Lines from the one containing "Task: Find the light" through the end of the entries below: set them down exactly, both ends included, with nothing added.

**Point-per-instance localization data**

────────

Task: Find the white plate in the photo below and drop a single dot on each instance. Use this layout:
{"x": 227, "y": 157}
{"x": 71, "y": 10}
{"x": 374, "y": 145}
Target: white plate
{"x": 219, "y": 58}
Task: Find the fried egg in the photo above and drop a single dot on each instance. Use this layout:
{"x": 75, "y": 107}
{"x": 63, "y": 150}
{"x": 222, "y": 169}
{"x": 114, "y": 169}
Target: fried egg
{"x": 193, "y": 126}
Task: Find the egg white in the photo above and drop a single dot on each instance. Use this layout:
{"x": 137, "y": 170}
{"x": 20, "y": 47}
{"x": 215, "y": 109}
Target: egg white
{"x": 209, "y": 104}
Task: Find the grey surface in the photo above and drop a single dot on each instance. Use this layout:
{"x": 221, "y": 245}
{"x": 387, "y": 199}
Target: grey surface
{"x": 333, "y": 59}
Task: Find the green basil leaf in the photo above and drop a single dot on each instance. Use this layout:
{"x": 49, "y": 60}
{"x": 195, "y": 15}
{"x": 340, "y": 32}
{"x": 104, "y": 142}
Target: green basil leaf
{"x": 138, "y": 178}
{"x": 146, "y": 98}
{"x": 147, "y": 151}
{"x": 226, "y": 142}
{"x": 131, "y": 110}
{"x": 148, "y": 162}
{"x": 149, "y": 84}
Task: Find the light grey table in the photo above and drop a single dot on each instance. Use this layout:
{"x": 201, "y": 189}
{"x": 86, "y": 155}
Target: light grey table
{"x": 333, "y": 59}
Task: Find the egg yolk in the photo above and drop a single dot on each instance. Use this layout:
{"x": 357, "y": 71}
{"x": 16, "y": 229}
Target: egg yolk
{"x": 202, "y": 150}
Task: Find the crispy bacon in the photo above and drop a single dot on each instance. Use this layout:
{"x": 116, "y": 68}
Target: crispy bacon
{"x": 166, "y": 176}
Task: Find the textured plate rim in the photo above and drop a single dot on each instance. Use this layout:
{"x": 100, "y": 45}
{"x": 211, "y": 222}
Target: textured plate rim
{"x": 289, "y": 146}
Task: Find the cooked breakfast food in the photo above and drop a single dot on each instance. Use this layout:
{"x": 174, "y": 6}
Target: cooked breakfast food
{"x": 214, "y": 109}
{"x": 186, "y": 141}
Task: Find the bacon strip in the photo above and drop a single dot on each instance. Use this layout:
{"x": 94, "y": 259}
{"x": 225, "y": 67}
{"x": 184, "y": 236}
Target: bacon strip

────────

**OUTPUT FOR THIS TASK**
Task: Find the light grey table in the photo above and drop a single dot on each instance. Use this layout:
{"x": 201, "y": 189}
{"x": 86, "y": 155}
Target: light grey table
{"x": 333, "y": 59}
Task: Find the egg yolk in the photo above and drop a single dot on each instance. Use this layout:
{"x": 357, "y": 71}
{"x": 16, "y": 229}
Target: egg yolk
{"x": 202, "y": 150}
Task: Find the crispy bacon in the photo above and drop a single dot on each instance. Use this layout:
{"x": 116, "y": 68}
Target: crispy bacon
{"x": 166, "y": 176}
Task: Find the textured plate rim in the photo above and drop a single dot on each instance. Use this layout:
{"x": 100, "y": 45}
{"x": 211, "y": 222}
Target: textured plate rim
{"x": 289, "y": 146}
Task: Find the cooked breakfast food in the photo above and drop a single dot on each instance. Use this layout:
{"x": 174, "y": 6}
Target: cooked breakfast food
{"x": 214, "y": 109}
{"x": 186, "y": 141}
Task: Find the bacon strip in the photo above and drop a single dot on each instance. Use this layout:
{"x": 94, "y": 259}
{"x": 225, "y": 67}
{"x": 184, "y": 236}
Target: bacon strip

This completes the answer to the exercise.